◆ Quoted passage ◆
-------

S Dolly1*, E Ehler1, Y Lou2, M Anastasio2, H Li3, (1) University of Minnesota, Minneapolis, MN, (2) Washington University in St. Louis, Saint Louis, MO, (3) Washington University School of Medicine, Saint Louis, MO


TH-CD-601-1 (Thursday, August 3, 2017) 10:00 AM - 12:00 PM Room: 601

Purpose: Numerical phantoms enable ground-truth assessment, the validity of which depends heavily on the realism of the phantoms. Realistic phantoms should model both geometric and physical properties of human anatomy. However, most currently available phantoms lack the ability to realistically model both property types. In this study, a new numerical phantom generation methodology was proposed which quantifies statistical variations of both geometric and physical properties, by learning these variations from a patient population via machine learning techniques. An ensemble of head-and-neck computed tomography (CT) phantoms was created to demonstrate this methodology and its applications in radiation therapy.

Methods: Anonymized CT images and organ segmentation data were extracted from a database of patients treated with radiation therapy for head-and-neck cancer. First, geometric attribute distribution (GAD) models were created to quantify the inter- and intra-organ geometric variations, in terms of position and shape, by performing principal component analysis (PCA) on the organ segmentation data. Then, a newly proposed physical attribute distribution (PAD) model was constructed to quantify photon attenuation coefficient variations using PCA and the CT voxel information from the training data. Both the GAD and PAD models were employed to generate new numerical phantoms that resemble the statistical variations of the training data. X-ray projections of the generated phantoms were simulated, and then reconstructed to produce CT images having similar shape and interior texture variations as realistically acquired CT scans.

Results: An ensemble of head-and-neck phantoms was generated using the methodology, with each phantom exhibiting realistic organ position and shape. The computer-generated CT images demonstrated similar CT number distributions (mean and standard deviation) as the training data.

Conclusion: A novel methodology was developed to generate numerical phantoms that are realistic in terms of both anatomic geometry and physical properties, and can be applied for meaningful, ground-truth patient simulation studies.

-------

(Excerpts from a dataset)
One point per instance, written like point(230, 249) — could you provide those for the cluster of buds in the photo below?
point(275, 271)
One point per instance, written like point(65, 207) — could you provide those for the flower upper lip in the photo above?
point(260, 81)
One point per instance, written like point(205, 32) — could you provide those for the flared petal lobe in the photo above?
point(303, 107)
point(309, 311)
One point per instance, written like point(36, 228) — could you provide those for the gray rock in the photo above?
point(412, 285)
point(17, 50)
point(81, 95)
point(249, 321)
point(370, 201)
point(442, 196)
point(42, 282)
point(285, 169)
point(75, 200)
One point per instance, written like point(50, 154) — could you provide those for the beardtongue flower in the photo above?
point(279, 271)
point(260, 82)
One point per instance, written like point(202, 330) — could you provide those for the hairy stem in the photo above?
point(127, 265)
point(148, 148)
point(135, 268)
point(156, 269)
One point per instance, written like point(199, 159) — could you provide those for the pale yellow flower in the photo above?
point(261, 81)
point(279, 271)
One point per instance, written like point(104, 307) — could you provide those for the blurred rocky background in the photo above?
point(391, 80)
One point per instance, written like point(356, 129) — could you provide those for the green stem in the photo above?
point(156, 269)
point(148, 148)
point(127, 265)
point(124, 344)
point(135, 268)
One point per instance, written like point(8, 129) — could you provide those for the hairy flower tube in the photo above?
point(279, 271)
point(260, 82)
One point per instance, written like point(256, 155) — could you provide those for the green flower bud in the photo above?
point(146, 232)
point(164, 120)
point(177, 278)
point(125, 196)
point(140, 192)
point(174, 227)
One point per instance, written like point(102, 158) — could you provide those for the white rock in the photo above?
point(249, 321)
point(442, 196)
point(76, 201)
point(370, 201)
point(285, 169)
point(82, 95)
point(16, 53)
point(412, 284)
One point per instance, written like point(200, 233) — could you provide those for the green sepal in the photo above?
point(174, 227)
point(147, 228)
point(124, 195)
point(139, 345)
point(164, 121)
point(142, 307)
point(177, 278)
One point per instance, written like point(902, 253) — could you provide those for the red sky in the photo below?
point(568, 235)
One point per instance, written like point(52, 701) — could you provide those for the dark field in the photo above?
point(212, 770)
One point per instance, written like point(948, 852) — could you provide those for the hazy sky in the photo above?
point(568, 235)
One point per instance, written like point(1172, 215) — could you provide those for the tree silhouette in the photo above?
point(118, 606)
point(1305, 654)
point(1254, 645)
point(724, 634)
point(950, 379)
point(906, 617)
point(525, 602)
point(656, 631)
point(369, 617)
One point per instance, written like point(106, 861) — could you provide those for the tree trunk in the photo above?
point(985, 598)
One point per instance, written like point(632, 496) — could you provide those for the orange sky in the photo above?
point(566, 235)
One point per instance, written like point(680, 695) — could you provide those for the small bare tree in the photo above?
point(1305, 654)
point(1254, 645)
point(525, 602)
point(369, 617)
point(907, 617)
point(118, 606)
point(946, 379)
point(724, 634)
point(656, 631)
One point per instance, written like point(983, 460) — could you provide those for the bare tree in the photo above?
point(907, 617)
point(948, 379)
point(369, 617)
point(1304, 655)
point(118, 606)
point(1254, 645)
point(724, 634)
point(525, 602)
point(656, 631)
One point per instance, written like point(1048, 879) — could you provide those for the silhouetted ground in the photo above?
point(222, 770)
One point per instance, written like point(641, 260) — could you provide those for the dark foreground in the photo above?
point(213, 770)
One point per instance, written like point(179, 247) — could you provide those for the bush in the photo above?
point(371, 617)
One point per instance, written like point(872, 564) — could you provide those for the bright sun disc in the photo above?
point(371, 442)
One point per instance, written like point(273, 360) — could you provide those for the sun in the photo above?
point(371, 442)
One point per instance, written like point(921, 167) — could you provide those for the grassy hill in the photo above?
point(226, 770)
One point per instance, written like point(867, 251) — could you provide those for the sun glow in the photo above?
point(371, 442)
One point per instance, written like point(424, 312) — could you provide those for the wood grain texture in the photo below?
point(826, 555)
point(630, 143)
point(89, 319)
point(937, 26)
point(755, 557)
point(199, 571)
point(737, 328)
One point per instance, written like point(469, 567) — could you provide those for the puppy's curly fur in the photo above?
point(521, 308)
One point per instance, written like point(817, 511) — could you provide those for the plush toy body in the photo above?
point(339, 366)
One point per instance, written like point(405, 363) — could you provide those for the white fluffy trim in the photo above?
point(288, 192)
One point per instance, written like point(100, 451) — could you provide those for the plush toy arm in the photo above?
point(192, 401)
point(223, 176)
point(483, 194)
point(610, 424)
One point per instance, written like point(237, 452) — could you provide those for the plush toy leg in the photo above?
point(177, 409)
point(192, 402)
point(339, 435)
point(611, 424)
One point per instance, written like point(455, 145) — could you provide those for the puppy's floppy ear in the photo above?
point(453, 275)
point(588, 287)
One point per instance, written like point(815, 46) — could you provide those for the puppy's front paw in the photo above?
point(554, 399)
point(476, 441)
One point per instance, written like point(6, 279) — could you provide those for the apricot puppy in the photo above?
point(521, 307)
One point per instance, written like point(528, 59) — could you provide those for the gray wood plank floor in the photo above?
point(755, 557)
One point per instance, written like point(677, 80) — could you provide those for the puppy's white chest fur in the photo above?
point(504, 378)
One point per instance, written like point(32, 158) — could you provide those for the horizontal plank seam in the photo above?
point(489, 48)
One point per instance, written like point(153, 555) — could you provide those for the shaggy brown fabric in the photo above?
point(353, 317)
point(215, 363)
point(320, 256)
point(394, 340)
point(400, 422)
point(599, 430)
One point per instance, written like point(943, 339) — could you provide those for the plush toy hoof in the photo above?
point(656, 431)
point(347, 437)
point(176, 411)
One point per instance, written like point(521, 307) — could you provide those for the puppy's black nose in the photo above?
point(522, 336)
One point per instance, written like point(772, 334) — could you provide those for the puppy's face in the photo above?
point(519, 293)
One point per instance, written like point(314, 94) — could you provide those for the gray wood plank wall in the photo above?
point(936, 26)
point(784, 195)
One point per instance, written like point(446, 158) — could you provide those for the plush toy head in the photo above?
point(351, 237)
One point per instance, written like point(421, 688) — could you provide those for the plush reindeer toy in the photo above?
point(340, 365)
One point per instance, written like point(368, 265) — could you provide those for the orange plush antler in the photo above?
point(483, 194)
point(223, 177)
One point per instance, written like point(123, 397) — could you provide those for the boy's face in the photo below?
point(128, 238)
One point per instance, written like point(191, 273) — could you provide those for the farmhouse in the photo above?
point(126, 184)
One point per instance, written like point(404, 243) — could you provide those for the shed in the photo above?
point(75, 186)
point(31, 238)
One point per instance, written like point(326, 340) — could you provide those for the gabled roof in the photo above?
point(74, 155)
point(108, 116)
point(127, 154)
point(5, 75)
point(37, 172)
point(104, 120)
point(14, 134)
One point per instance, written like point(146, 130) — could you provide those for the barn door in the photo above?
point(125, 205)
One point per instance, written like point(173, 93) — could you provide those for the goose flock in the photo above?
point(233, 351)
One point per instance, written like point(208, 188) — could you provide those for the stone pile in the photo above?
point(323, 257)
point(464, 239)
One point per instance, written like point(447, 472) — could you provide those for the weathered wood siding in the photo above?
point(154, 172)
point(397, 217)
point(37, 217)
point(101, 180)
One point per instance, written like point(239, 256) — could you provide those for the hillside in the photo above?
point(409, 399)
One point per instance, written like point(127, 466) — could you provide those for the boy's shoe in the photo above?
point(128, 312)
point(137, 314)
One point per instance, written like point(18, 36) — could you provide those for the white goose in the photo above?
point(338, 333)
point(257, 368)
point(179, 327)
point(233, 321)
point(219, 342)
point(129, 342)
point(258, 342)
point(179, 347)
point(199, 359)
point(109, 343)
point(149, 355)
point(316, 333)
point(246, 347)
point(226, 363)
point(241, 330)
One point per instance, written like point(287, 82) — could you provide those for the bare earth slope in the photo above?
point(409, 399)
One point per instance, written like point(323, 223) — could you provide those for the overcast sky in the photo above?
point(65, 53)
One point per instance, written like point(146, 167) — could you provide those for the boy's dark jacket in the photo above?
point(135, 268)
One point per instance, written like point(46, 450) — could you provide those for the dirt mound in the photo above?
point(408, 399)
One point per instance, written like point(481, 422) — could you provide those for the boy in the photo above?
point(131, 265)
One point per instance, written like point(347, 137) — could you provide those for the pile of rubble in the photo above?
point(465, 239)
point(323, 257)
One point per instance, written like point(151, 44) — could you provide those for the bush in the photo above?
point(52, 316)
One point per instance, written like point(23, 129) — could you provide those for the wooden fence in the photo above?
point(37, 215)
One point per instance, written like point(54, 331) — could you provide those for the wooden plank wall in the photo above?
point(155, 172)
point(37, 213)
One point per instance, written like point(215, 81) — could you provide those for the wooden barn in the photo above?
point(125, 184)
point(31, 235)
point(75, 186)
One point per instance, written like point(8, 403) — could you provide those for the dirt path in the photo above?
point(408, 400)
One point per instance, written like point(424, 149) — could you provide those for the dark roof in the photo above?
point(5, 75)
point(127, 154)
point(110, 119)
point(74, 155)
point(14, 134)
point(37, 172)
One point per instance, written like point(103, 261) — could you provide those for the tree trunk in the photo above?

-------

◆ What you need to do ◆
(1) Does the abstract agree with each of these statements? Answer yes or no for each, and quote the words that decide it.
(a) The PAD model quantifies variations in photon attenuation coefficients.
(b) The patients in the database were treated with radiation therapy for lung cancer.
(c) The computer-generated CT images showed CT number distributions similar to those of the training data.
(2) According to the abstract, what analysis was performed on the organ segmentation data to create the geometric attribute distribution (GAD) models?
(3) Repeat the abstract word for word from "Results: An ensemble" to "as the training data.".

◆ Outputs in order ◆
(1)
(a) Yes: "a newly proposed physical attribute distribution (PAD) model was constructed to quantify photon attenuation coefficient variations"
(b) No: "a database of patients treated with radiation therapy for head-and-neck cancer"
(c) Yes: "The computer-generated CT images demonstrated similar CT number distributions (mean and standard deviation) as the training data."

(2) Principal component analysis (PCA).

(3)
Results: An ensemble of head-and-neck phantoms was generated using the methodology, with each phantom exhibiting realistic organ position and shape. The computer-generated CT images demonstrated similar CT number distributions (mean and standard deviation) as the training data.